### PROBLEM TO WORK ON
Could you write out the passage of the forum thread below that begins at the words "The way he was" and stops after "be using roms."?

### TEXT
====

# super nintendo games!



## kof2000 (Jul 12, 2005)

i have some snes games if anybody is interested before i waste a fee to put it on ebay and nobody wants it:

donkey kong country 2
donkey kong country 3
super mario kart
!chrono trigger!
secret of mana
secret of evermore
legend of zelda link to the past
super mario rpg
super metroid
super mario world
final fantasy III


----------



## flame1117 (Jul 12, 2005)

how for for these games?
Super metroid
!chrono trig!
secret of mana
secret of evermore
Final fantasy III

I have the rest. Are the batteirs still working?  They made it hell to replace a battery in a super nes...For my Zelda A Lin To the pastm I ended up sawing it in half, soldering about 8 times, making a actully new hole in the cartidige inside. 

I couldn;t belive i finally did it at the end.


----------



## patrickv (Jul 30, 2006)

sorry but we have emulators instead.


----------



## burnitdown (Jul 30, 2006)

^^^ Thanks for bringing up a completely dead post, while also talking about something against the rules. And still doesnt help the first poster.


----------



## jp198780 (Jul 30, 2006)

yeah really, well this thread will be close soon anyway.


----------



## Arm_Pit (Jul 30, 2006)

patrickv said:
			
		

> sorry but we have emulators instead.


you bring up a old thread, talk about emulators, and msot importantly trick me becuase I thought someone had some super nitnedo games i could buy haha, porbally does't have them anymore.


----------



## Clutch (Jul 31, 2006)

Since when are emulators illegal?

Saying emulators are illegal is like saying that zig-zags are illegal because you can potentially use them for an illegal substance, which is not always the case.

Emulators are perfectly legal, it's just the copyrighted ROMS that are illegal to use.


----------



## Arm_Pit (Jul 31, 2006)

Clutch said:
			
		

> Since when are emulators illegal?
> 
> Saying emulators are illegal is like saying that zig-zags are illegal because you can potentially use them for an illegal substance, which is not always the case.
> 
> Emulators are perfectly legal, it's just the copyrighted ROMS that are illegal to use.


The way he was talking about it would have been omplyed it was going to be used for illegal purposes. If you don't need to buy supernintendo GAMES, *because* we have "emulators" then you would be using roms.

Also, who said they were illegal?


----------



## dark_legacy2006 (Jul 31, 2006)

wow we got theose exact games kof but we also got ff2 and brainlord and some other not so important games oh and yoshi


----------



## dark_legacy2006 (Jul 31, 2006)

although i have em id like a few more doubles for my bro on chrsitmas
how much for FIII, chrono trigger. secret of mana, Secret of evermore, super mario and the donkeys
those are his fav games and im not ready to part with mine


----------



## Arm_Pit (Jul 31, 2006)

This thread was made over a year ago...


----------



## jp198780 (Jul 31, 2006)

lol, holy shit, i didnt even notice that.


----------

====

### DATA ENTRIES

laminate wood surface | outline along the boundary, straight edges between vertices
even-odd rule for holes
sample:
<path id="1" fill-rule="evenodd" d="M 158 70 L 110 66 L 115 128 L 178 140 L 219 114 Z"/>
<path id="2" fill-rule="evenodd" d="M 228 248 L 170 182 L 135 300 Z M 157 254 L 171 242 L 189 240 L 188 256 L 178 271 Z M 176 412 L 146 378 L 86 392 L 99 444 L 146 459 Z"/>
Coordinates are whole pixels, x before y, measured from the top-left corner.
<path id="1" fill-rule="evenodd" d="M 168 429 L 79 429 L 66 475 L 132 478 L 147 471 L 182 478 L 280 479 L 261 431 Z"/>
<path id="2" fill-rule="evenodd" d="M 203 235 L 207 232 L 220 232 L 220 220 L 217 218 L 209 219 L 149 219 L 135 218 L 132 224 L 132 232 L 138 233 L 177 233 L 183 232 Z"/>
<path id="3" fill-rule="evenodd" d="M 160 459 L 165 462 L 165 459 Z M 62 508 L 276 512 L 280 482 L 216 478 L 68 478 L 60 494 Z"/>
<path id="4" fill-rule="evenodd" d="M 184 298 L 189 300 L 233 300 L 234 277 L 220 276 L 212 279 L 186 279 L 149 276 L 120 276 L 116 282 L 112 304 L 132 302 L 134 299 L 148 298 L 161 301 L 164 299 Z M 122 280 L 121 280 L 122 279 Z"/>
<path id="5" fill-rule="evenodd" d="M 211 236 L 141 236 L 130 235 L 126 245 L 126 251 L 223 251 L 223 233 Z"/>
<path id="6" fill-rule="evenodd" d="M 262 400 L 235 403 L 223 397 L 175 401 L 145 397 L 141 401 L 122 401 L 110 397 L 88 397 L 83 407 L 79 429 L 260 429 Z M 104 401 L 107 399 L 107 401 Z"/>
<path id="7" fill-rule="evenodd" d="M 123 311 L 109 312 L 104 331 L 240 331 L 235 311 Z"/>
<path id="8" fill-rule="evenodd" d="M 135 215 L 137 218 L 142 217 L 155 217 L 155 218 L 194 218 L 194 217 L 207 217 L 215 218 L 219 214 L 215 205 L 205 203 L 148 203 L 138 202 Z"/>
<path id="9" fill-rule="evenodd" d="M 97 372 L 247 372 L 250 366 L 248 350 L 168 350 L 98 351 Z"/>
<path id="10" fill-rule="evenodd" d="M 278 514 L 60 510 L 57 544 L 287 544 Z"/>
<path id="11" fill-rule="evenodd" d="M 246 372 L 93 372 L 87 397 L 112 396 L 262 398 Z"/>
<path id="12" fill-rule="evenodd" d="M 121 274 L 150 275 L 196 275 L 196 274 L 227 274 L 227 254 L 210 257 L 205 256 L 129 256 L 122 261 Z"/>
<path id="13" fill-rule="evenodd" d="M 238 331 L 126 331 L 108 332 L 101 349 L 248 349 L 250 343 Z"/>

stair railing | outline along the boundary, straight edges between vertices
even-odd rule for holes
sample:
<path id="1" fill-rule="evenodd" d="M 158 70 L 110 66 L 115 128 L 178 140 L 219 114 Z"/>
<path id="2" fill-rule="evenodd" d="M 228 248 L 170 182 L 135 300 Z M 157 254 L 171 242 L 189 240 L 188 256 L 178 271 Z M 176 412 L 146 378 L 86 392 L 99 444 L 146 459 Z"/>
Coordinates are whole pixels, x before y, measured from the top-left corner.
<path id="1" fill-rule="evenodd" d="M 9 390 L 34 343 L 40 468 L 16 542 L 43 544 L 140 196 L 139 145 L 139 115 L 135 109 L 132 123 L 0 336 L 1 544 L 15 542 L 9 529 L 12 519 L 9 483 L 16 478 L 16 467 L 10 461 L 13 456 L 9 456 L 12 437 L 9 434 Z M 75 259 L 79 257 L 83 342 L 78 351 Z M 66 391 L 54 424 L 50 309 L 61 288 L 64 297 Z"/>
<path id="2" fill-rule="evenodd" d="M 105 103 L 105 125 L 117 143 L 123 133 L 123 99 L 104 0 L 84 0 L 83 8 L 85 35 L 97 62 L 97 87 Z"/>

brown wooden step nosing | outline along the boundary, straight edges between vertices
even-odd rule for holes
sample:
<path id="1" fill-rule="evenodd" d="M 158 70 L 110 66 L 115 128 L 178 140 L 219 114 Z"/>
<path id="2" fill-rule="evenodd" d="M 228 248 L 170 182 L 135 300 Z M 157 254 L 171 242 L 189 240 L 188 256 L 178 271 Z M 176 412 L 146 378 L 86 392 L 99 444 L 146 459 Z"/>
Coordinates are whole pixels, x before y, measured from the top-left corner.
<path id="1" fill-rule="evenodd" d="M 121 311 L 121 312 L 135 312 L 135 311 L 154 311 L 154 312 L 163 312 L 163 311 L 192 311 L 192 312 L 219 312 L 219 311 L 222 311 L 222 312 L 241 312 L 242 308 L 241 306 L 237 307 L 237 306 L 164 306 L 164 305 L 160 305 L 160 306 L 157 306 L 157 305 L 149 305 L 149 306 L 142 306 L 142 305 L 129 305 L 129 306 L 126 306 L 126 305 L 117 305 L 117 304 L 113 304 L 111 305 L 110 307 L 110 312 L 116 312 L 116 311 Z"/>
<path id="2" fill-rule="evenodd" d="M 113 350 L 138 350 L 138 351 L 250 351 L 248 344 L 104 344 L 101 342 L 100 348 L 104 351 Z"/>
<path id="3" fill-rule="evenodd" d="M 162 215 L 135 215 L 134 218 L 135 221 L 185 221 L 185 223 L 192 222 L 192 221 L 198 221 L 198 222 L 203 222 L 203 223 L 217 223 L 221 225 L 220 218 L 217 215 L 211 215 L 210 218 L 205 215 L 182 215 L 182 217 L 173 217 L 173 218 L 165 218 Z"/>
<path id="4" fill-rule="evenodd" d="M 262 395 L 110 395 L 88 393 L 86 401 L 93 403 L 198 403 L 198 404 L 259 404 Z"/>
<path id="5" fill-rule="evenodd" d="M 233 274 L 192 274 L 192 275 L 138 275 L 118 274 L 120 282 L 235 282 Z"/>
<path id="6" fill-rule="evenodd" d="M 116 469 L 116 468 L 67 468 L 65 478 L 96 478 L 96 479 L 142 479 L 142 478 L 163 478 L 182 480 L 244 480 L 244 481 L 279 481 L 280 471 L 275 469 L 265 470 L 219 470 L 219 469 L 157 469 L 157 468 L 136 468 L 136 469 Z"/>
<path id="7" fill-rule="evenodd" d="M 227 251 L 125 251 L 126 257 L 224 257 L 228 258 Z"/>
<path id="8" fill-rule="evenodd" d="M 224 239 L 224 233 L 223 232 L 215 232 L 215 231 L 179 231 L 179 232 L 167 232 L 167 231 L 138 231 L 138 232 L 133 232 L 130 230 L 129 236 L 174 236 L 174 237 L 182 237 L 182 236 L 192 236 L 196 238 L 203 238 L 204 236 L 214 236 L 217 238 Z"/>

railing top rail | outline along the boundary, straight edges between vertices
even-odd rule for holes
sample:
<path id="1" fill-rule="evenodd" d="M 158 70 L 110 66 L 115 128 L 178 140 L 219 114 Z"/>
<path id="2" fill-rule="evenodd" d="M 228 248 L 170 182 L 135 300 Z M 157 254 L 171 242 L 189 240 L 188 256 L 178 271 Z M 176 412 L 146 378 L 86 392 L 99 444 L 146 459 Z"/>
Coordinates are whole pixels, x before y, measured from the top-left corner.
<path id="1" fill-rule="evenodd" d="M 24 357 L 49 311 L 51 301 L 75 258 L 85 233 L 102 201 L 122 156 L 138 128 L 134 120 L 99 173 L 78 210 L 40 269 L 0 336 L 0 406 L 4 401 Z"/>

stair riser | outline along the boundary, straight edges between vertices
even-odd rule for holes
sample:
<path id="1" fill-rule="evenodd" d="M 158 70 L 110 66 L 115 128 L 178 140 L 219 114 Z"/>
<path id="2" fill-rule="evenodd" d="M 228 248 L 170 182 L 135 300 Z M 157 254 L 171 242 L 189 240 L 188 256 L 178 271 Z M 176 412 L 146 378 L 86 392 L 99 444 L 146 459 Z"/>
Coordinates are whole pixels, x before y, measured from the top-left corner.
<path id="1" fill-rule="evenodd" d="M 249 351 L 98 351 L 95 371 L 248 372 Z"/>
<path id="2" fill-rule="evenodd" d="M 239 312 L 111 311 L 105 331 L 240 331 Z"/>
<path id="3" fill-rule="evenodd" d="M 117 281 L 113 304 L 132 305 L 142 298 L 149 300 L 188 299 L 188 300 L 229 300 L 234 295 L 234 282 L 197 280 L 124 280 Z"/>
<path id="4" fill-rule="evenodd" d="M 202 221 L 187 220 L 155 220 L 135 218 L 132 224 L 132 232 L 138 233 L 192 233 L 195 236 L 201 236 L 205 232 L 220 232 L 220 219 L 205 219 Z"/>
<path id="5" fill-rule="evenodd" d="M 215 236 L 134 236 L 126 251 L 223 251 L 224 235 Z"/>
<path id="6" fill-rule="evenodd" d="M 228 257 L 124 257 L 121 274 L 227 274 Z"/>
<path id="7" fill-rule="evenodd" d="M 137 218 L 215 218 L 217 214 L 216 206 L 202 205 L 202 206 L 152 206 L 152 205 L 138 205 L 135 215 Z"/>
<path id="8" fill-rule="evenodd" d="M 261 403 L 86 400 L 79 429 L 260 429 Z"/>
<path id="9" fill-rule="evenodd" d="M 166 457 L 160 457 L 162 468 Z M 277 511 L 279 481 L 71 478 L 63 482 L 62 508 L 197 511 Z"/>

====

### RESULT OF THE EXERCISE
The way he was talking about it would have been omplyed it was going to be used for illegal purposes. If you don't need to buy supernintendo GAMES, *because* we have "emulators" then you would be using roms.